(Dataset excerpts)
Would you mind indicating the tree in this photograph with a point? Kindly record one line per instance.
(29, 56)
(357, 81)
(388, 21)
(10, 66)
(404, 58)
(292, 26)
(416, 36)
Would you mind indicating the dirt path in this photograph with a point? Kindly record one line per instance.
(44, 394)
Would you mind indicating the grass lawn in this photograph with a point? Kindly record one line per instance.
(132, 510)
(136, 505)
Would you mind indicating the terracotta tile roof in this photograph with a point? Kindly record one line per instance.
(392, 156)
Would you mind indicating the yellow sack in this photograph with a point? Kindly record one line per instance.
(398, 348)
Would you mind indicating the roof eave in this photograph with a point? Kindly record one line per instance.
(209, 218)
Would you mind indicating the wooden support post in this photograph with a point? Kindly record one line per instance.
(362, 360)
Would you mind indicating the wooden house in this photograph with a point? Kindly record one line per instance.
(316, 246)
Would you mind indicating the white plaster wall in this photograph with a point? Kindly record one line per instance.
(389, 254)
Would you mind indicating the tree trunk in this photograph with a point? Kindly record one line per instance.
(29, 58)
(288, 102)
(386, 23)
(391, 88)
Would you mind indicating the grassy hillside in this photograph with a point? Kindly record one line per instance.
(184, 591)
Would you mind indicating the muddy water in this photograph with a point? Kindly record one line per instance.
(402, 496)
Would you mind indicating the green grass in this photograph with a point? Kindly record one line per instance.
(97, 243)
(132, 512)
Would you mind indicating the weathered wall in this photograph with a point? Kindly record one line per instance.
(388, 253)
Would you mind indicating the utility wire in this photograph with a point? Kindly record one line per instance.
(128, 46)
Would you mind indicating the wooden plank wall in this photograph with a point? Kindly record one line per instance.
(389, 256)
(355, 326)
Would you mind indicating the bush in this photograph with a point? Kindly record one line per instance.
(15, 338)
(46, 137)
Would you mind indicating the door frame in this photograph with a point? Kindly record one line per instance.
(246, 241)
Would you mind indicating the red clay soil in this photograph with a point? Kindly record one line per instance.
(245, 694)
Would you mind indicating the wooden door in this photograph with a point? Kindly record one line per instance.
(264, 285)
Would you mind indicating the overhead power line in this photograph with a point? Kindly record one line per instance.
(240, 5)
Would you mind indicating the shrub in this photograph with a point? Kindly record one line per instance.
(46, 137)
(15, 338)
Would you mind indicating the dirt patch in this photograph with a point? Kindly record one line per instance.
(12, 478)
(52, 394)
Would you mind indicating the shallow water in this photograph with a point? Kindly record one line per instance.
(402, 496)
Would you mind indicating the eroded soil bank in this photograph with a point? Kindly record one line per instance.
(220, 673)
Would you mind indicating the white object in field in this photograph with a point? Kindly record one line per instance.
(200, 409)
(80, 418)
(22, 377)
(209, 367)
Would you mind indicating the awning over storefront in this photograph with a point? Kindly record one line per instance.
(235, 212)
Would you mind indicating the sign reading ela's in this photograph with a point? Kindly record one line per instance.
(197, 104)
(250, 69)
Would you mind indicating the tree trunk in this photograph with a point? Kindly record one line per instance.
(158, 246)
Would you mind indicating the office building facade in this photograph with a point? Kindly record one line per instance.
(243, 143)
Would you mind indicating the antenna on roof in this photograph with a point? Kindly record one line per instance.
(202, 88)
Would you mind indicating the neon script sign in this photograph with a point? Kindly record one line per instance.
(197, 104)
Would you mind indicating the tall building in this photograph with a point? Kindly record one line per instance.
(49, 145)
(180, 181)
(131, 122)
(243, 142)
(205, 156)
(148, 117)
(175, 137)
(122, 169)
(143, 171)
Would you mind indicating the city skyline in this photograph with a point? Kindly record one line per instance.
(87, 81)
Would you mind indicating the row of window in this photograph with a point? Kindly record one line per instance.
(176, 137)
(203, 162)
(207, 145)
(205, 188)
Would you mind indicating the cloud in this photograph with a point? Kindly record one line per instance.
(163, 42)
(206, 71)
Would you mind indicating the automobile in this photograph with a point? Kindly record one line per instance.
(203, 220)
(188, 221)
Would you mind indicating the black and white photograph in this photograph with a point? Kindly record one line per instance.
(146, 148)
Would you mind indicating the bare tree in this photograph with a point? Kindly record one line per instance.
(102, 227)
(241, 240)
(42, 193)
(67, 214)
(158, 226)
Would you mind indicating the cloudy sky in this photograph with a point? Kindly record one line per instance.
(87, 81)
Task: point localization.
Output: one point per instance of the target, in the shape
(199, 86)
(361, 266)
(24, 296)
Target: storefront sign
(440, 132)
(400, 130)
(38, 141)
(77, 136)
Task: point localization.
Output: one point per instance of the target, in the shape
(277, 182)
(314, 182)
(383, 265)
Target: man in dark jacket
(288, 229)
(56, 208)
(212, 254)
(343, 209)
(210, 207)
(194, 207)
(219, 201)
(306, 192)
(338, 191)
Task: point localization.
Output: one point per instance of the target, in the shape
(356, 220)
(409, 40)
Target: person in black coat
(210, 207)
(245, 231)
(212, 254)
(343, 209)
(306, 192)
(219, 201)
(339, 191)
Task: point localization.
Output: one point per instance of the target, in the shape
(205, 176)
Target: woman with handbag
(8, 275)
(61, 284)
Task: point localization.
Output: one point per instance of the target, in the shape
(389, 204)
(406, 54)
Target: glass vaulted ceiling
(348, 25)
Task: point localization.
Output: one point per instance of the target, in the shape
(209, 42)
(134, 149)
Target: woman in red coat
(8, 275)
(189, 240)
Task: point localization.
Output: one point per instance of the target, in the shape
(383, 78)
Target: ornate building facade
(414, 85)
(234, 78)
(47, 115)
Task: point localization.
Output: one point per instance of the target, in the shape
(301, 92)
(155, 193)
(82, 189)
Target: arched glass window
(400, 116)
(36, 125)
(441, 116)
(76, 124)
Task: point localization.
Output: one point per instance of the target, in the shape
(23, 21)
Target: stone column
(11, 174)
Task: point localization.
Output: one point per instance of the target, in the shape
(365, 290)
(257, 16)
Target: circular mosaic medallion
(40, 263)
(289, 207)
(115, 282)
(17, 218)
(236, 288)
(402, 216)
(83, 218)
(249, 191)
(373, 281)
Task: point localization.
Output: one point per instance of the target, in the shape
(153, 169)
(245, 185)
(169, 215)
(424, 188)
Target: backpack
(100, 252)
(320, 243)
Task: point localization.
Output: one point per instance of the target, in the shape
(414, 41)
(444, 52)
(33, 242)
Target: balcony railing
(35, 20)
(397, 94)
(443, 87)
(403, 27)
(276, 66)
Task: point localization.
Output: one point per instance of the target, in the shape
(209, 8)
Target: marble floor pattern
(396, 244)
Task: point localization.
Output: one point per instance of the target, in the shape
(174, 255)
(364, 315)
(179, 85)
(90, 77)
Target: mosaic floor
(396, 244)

Assigned task - The required output is the full set of entries, reproduced verbatim.

Exercise result -
Would you mind indicating the tree in this photograph with a point? Kindly record one line per instance.
(29, 56)
(357, 81)
(388, 21)
(10, 66)
(404, 58)
(292, 26)
(416, 36)
Would you mind indicating the dirt path in this photograph with a point? Kindly record one line per instance.
(44, 394)
Would you mind indicating the grass lawn in this photograph with a point? Kindly record one line per instance.
(132, 510)
(136, 505)
Would you mind indicating the terracotta tile roof in this photograph with a point? Kindly record one line per instance.
(392, 156)
Would you mind indicating the yellow sack in this photograph with a point? Kindly record one line per instance.
(398, 348)
Would you mind indicating the roof eave in this photograph with a point? Kindly record one line per instance.
(209, 218)
Would you mind indicating the wooden support post in this photograph with a point? Kindly record one line per instance.
(362, 360)
Would you mind indicating the wooden house in this photograph with a point? Kindly record one line per instance.
(316, 246)
Would you mind indicating the white plaster wall in this photograph with a point? Kindly record one line per instance.
(389, 254)
Would you mind indicating the tree trunk in this photograph with a point? Kindly record one line per instance.
(29, 58)
(288, 102)
(386, 23)
(391, 88)
Would you mind indicating the grassy hillside in this photograph with a point? Kindly record one line per instance.
(184, 591)
Would you mind indicating the muddy water in this photograph with a point? Kindly record one line per instance.
(402, 496)
Would you mind indicating the green grass in this photograph with a point? Kindly record one line per instance.
(97, 243)
(132, 512)
Would you mind indicating the weathered wall in this photograph with a point? Kindly record one line per instance.
(388, 253)
Would you mind indicating the utility wire in this photograph with a point? Kindly record one line per instance.
(128, 46)
Would you mind indicating the wooden plank wall in this photograph with a point? Kindly record one line per instance.
(389, 256)
(355, 326)
Would you mind indicating the bush in this photograph with a point? Kindly record one line per instance.
(15, 338)
(46, 137)
Would you mind indicating the door frame in this photograph with a point? Kindly record one line per instance.
(246, 241)
Would you mind indicating the red clay soil in this photograph with a point? Kindly record one line per instance.
(245, 694)
Would you mind indicating the wooden door in this photograph with a point? Kindly record one line per instance.
(264, 285)
Would you mind indicating the overhead power line in this photograph with a point? Kindly record one line per instance.
(240, 5)
Would you mind indicating the shrub in this photograph with a point? Kindly record one line per instance.
(46, 137)
(15, 338)
Would you mind indicating the dirt patch in this photograph with a point? Kindly record one line per instance.
(12, 478)
(52, 394)
Would you mind indicating the shallow water in this photograph with a point? Kindly record one line per instance.
(402, 496)
Would you mind indicating the eroded soil bank in this photograph with a point? Kindly record one line per instance.
(220, 673)
Would you mind indicating the white object in field in this photograph with a point? Kindly record one line per instance.
(200, 409)
(80, 418)
(22, 377)
(209, 367)
Would you mind indicating the awning over storefront in this photograph with a point? Kindly record one line per instance.
(235, 212)
Would you mind indicating the sign reading ela's in this photograph with a point? Kindly record one line per instance.
(197, 104)
(250, 69)
Would you mind indicating the tree trunk in this photograph with a point? Kindly record one line per instance.
(158, 246)
Would you mind indicating the office building facade in this photograph with a point? Kindly record one line per instance.
(243, 143)
Would you mind indicating the antenna on roof in this photograph with a point? Kindly record one line per instance.
(202, 88)
Would you mind indicating the neon script sign in this photograph with a point? Kindly record one line per instance.
(197, 104)
Would you mind indicating the tall building in this photograph with a point? Kindly record one line per instance.
(49, 145)
(180, 181)
(131, 122)
(243, 142)
(205, 156)
(148, 117)
(175, 137)
(122, 169)
(143, 171)
Would you mind indicating the city skyline in this photograph with a point? Kindly record one line per instance.
(87, 81)
Would you mind indicating the row of window in this photograph with a point? Kindly record one line per instance.
(176, 137)
(203, 162)
(207, 145)
(205, 188)
Would you mind indicating the cloud in this photograph with a point? Kindly record one line per instance.
(163, 42)
(206, 71)
Would you mind indicating the automobile in this photograph with a point? Kindly record one line per instance.
(203, 220)
(188, 221)
Would you mind indicating the black and white photograph in this photograph with a point? Kindly record one line per instance.
(146, 148)
Would you mind indicating the bare tree in this photograph with a point? Kindly record one line per instance.
(102, 227)
(241, 240)
(42, 193)
(67, 214)
(158, 226)
Would you mind indicating the cloudy sky in this photograph with a point? Kindly record one line per instance.
(87, 81)
Task: point localization.
Output: one point per instance of the target, in the shape
(199, 86)
(361, 266)
(24, 296)
Target: storefront sign
(440, 132)
(400, 130)
(38, 141)
(77, 136)
Task: point localization.
Output: one point per instance of the target, in the shape
(277, 182)
(314, 182)
(383, 265)
Target: man in dark jacket
(288, 229)
(56, 208)
(212, 254)
(343, 209)
(210, 207)
(194, 207)
(219, 201)
(306, 192)
(338, 191)
Task: point localization.
Output: one point per instance of the target, in the shape
(356, 220)
(409, 40)
Target: person in black coat
(210, 207)
(245, 231)
(212, 254)
(343, 209)
(306, 192)
(219, 201)
(339, 191)
Task: point localization.
Output: one point per instance of the target, in the shape
(205, 176)
Target: woman with handbag
(8, 275)
(61, 284)
Task: point localization.
Output: one point per instance of the target, in the shape
(389, 204)
(406, 54)
Target: glass vaulted ceiling
(348, 25)
Task: point localization.
Output: one point per instance of the target, in the shape
(209, 42)
(134, 149)
Target: woman in red coat
(8, 275)
(189, 240)
Task: point localization.
Output: one point per instance of the target, in the shape
(383, 78)
Target: ornate building facade
(414, 85)
(234, 78)
(47, 115)
Task: point localization.
Output: one point per instance of the target, in the shape
(301, 92)
(155, 193)
(82, 189)
Target: arched glass window
(400, 116)
(36, 125)
(441, 116)
(76, 124)
Task: point localization.
Output: one point per instance of the target, in the shape
(23, 21)
Target: stone column
(11, 174)
Task: point localization.
Output: one point per instance of the target, in the shape
(365, 290)
(257, 16)
Target: circular mosaic medallion
(40, 263)
(289, 207)
(115, 282)
(17, 218)
(236, 288)
(402, 216)
(83, 218)
(249, 191)
(373, 281)
Task: point localization.
Output: one point per instance of the target, in the shape
(153, 169)
(245, 185)
(169, 215)
(424, 188)
Target: backpack
(100, 252)
(320, 243)
Task: point localization.
Output: one point per instance of the target, in the shape
(414, 41)
(444, 52)
(33, 242)
Target: balcony railing
(35, 20)
(397, 94)
(443, 87)
(403, 27)
(276, 66)
Task: point localization.
Output: one point per instance of the target, in the shape
(209, 8)
Target: marble floor pattern
(396, 244)
Task: point localization.
Output: one point per instance of the target, in the shape
(174, 255)
(364, 315)
(179, 85)
(90, 77)
Target: mosaic floor
(396, 244)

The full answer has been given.